§ TASK STATEMENT: From the entries that follow, report every line in which "tree" occurs.

§ RECORD SET:
================

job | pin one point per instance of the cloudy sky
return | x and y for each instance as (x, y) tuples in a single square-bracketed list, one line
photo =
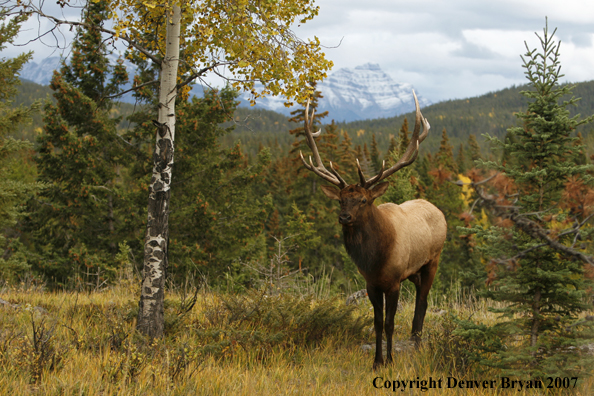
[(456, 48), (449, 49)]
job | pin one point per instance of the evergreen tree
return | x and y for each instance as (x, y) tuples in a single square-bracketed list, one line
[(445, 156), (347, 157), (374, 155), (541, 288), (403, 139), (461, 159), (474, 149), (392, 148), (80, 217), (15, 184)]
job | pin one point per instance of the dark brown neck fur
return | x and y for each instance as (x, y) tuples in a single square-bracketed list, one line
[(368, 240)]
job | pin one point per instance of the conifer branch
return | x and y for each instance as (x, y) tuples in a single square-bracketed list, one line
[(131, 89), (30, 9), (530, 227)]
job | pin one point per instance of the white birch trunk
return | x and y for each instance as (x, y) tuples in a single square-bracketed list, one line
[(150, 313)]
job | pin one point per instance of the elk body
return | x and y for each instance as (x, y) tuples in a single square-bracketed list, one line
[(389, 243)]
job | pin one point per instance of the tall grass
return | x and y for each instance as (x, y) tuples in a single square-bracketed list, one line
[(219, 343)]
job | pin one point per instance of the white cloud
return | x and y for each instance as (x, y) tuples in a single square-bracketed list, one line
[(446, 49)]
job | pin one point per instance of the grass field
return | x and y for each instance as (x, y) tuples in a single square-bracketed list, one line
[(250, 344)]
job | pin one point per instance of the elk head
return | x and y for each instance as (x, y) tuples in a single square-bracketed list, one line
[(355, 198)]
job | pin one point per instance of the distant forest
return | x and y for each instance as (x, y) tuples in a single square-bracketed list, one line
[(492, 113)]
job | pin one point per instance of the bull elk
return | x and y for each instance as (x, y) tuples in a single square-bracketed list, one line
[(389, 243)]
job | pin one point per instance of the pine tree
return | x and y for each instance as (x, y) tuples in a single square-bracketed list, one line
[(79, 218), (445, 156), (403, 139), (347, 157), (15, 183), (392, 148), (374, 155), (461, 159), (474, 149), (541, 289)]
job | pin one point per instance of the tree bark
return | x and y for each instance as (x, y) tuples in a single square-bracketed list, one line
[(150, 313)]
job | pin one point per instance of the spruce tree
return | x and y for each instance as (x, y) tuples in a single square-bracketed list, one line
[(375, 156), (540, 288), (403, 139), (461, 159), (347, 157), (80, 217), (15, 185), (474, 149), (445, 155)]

================

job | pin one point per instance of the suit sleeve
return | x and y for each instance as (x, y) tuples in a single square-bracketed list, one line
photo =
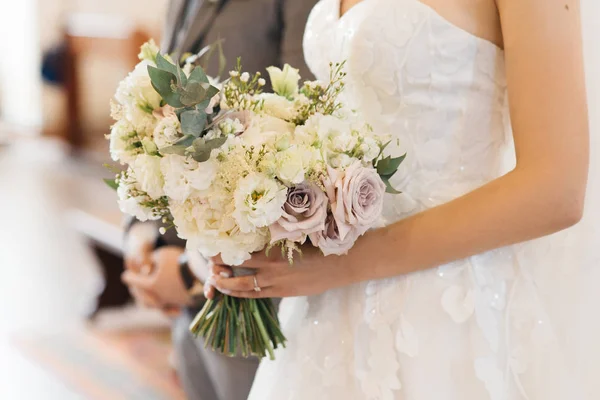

================

§ REPLY:
job | pin one point per instance of the evergreen tree
job | pin one point per instance of the pine tree
job | pin one point per instance of the tree bark
job | pin one point per instance of the spruce tree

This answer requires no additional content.